Data extract |

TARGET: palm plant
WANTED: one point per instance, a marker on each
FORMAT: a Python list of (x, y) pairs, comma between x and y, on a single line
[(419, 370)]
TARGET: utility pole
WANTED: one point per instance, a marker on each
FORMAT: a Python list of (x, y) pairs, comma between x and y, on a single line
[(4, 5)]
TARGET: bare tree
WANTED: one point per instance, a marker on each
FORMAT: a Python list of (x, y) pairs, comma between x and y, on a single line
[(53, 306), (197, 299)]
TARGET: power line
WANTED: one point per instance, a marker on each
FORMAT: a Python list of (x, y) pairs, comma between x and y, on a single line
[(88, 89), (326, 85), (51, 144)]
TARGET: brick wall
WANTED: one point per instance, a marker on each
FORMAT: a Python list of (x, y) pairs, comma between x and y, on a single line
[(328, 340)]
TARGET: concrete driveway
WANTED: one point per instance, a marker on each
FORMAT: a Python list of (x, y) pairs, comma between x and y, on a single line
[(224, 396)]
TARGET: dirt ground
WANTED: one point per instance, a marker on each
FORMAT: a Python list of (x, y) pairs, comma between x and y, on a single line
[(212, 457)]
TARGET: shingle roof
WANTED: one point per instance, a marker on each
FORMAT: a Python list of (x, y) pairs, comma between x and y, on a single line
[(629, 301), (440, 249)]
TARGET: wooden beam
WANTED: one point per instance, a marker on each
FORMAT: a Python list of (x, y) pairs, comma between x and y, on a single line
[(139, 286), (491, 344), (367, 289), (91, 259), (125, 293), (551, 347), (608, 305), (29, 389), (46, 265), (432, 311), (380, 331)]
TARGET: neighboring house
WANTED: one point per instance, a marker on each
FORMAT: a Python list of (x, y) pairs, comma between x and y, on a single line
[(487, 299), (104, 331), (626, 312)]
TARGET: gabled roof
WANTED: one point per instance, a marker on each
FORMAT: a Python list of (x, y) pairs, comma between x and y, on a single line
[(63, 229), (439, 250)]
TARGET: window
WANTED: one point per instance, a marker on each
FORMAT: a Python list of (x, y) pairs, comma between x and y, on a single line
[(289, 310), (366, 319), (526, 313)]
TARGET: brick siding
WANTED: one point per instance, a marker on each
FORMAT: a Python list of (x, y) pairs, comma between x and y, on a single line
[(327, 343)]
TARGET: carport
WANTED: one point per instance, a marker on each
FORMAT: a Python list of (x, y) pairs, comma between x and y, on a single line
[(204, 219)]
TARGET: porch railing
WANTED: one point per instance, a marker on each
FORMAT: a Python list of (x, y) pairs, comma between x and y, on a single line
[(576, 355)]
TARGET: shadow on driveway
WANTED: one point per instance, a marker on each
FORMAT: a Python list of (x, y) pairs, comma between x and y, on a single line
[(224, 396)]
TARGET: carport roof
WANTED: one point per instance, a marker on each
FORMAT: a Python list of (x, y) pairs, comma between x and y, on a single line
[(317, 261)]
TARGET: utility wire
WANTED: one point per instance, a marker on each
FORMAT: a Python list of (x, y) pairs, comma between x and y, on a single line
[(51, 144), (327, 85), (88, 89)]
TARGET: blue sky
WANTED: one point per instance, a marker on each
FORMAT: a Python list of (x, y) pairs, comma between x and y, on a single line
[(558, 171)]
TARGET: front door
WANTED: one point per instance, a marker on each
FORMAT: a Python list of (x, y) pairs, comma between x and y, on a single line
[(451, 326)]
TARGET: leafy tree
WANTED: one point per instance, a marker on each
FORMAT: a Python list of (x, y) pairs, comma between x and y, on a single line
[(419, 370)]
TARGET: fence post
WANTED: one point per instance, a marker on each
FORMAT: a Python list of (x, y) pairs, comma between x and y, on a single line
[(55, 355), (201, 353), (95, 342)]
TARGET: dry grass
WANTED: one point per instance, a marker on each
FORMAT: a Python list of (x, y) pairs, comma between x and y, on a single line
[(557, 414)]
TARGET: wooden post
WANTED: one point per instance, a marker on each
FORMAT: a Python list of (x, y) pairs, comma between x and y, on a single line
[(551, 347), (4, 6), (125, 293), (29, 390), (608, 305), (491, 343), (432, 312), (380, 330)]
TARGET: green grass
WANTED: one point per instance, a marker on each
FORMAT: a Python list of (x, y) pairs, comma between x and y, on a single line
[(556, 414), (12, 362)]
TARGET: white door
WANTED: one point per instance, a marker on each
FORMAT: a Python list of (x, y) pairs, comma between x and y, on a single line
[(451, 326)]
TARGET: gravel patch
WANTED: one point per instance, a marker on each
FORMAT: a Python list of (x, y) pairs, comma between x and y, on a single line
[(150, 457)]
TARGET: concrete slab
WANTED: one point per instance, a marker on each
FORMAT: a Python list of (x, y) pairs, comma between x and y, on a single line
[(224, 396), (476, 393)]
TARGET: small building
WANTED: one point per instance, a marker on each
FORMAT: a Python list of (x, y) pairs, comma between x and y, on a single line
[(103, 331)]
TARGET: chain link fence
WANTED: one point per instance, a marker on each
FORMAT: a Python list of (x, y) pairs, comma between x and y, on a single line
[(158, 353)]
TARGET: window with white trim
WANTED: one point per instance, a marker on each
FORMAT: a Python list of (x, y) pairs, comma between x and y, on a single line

Objective | Update every one of the records above, replacing "on a single line" with "on one line" wherever it occurs, and leave all other wording unchanged.

Complete response |
TARGET: palm plant
WANTED: one point per instance, a marker on each
FORMAT: a Python list of (x, y) pairs, comma between x and y, on one line
[(419, 370)]
TARGET: utility pole
WANTED: one point per instance, a marker on each
FORMAT: a Python list of (x, y) pairs, comma between x and y, on one line
[(4, 5)]
TARGET: bare tree
WANTED: one point per instance, a marker on each
FORMAT: a Python list of (x, y) pairs, comma between x and y, on one line
[(53, 306), (197, 299)]
TARGET: power line
WANTED: one point per instance, a marker on each
FORMAT: a Python list of (x, y) pairs, comma between x and y, on one line
[(88, 89), (326, 85), (51, 144)]
TARGET: brick wall
WANTED: one point per instance, a marker on each
FORMAT: a Python list of (x, y) pairs, comma between x and y, on one line
[(328, 340)]
TARGET: concrete driveway
WANTED: one point per instance, a marker on each
FORMAT: a Python list of (x, y) pairs, comma between x and y, on one line
[(224, 396)]
TARGET: dirt ground
WANTED: one point per instance, a marker on each
FORMAT: a Python list of (x, y) pairs, comma between x and y, on one line
[(212, 457)]
TARGET: shingle roof
WANTED: one point per instance, a marker on each
FORMAT: a Python list of (x, y) pairs, comma between x and y, on one line
[(629, 301), (440, 249)]
TARGET: wooden beam
WANTED: one point per instance, a marker on each
FORMAT: a Python list of (x, y) pairs, comma between x and y, on one line
[(139, 286), (491, 344), (367, 289), (91, 259), (125, 293), (551, 347), (608, 305), (29, 389), (46, 265), (432, 311), (380, 331)]
TARGET: neighboring house
WANTED: one point per instance, a marker on each
FORMAT: a Python list of (x, y) pairs, comma between x and y, on one line
[(487, 299), (104, 331), (626, 312)]
TARGET: gabled roof
WANTED: one point per instance, a marker on each
FORMAT: a Python list of (x, y) pairs, comma between x and y, on one line
[(63, 229), (439, 250)]
TARGET: window
WANTED: one point per instance, a marker on each
FORMAT: a Python list of (x, y) pairs, comma between x and y, on one line
[(289, 310), (366, 319), (526, 313)]
TARGET: brick siding
WANTED: one point per instance, a marker on each
FORMAT: a Python list of (x, y) pairs, comma between x and y, on one line
[(327, 343)]
TARGET: carport
WANTED: one point per instance, a marker on each
FORMAT: a Python list of (x, y) pairs, comma between x and y, on one line
[(204, 219)]
TARGET: porch railing
WANTED: one point per instance, a marker on each
FORMAT: a Python list of (x, y) pairs, comma between x and y, on one line
[(576, 355)]
TARGET: shadow on driveway
WANTED: one point per instance, a marker on each
FORMAT: a Python list of (x, y) pairs, comma between x and y, on one line
[(224, 396)]
TARGET: carport roof
WANTED: one point per instance, a marker on each
FORMAT: a Python list of (x, y) pairs, comma between x and y, on one line
[(317, 261)]
TARGET: utility wire
WANTED: one point per instance, a marker on each
FORMAT: a Python list of (x, y) pairs, comma between x and y, on one line
[(51, 144), (327, 85), (88, 89)]
TARGET: blue sky
WANTED: one point per instance, a marker on each
FORMAT: a Python list of (x, y) pairs, comma between x and y, on one line
[(558, 171)]
TARGET: front door
WANTED: one point per instance, a marker on each
FORMAT: a Python list of (x, y) pairs, comma between x and y, on one line
[(451, 326)]
TARGET: leafy tree
WANTED: one point per instance, a marker on each
FORMAT: a Python list of (x, y) pairs, comma between x and y, on one line
[(419, 370)]
TARGET: fence post
WANTED: one point per instance, a marker on each
FORMAT: a Python list of (x, y) pairs, comma between x and y, on one line
[(55, 355), (201, 353), (95, 342)]
TARGET: dry grass
WANTED: one point per instance, a marker on each
FORMAT: a Python list of (x, y) pairs, comma between x and y, on one line
[(557, 414)]
TARGET: wooden post
WANTED: one point per instance, a marker on each
FORMAT: a Python list of (x, y) pairs, comma between x and y, on one line
[(551, 347), (4, 6), (125, 293), (29, 390), (608, 305), (491, 343), (432, 312), (380, 330)]
TARGET: green grass
WANTED: one point per instance, a marker on each
FORMAT: a Python list of (x, y) pairs, comma between x and y, on one line
[(556, 414), (12, 362)]
TARGET: white door
WANTED: one point per instance, a marker on each
FORMAT: a Python list of (x, y) pairs, comma between x and y, on one line
[(451, 326)]
TARGET: gravel patch
WANTED: one point per instance, a marker on each
FORMAT: a Python list of (x, y) pairs, comma between x and y, on one line
[(150, 457)]
TARGET: concrete slab
WANTED: one point per instance, a marker on each
FORMAT: a Python list of (x, y) pairs, comma between x and y, on one line
[(224, 396), (476, 393)]
TARGET: small building
WANTED: one point per instance, a marker on each
FORMAT: a Python list of (x, y) pairs, comma between x and y, on one line
[(103, 331)]
TARGET: chain link fence
WANTED: one point per instance, a marker on each
FORMAT: a Python list of (x, y) pairs, comma between x and y, on one line
[(158, 353)]
TARGET: window with white trim
WANTED: one point per instance, a marker on each
FORMAT: a Python list of (x, y) pairs, comma between x and y, on one line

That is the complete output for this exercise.